Short problem ▸ Select each line of the material below that contains the string "white", and copy those lines out. The match is case-sensitive.

Data drawn from a collection
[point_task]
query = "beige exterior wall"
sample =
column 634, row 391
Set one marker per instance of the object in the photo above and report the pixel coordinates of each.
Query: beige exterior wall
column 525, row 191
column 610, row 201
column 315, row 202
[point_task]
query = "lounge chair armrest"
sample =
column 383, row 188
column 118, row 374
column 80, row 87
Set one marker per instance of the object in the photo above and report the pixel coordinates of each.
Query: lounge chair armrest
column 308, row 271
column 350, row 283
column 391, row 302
* * *
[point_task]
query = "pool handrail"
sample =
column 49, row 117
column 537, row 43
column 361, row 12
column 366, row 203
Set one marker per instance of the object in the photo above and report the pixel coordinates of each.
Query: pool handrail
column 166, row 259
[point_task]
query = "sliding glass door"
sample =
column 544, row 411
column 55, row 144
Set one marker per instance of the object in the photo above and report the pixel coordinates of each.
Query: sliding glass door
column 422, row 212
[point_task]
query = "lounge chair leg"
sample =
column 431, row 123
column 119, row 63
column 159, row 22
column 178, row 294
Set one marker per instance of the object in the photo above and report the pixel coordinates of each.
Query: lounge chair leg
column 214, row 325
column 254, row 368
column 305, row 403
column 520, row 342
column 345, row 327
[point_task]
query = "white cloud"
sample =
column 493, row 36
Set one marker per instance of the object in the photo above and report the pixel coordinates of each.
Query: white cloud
...
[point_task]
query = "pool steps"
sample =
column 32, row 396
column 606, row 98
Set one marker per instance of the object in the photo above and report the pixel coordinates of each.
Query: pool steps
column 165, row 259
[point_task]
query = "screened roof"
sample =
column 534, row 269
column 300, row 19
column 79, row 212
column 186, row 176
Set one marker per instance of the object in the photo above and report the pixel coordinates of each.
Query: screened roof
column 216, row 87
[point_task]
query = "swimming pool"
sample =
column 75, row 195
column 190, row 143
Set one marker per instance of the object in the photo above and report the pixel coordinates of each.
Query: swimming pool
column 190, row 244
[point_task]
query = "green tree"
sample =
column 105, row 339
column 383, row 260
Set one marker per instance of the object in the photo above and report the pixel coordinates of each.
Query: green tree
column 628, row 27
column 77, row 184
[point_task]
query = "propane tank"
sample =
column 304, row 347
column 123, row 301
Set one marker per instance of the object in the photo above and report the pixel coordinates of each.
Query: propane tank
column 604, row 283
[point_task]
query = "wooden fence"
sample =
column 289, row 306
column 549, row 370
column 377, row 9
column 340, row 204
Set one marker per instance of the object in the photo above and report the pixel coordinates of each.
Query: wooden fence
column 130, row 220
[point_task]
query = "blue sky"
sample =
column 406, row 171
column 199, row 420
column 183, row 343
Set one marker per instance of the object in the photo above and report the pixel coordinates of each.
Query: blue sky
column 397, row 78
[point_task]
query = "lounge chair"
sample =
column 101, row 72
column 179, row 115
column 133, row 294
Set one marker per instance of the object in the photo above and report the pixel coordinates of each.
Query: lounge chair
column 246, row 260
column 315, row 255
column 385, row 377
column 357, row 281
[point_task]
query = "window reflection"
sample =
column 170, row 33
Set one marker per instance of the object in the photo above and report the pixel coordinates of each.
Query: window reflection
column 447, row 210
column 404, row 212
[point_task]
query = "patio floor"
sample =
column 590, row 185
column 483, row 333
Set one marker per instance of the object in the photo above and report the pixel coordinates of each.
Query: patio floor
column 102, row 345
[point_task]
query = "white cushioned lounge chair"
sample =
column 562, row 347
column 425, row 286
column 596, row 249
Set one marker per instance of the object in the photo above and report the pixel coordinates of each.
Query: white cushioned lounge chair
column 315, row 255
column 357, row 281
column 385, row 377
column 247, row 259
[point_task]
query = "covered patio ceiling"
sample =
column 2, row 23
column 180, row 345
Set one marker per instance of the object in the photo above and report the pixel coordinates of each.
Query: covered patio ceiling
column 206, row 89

Solution for this exercise ▸
query = "white cloud"
Query: white cloud
query = "white cushioned lounge chair"
Query: white cushioned lounge chair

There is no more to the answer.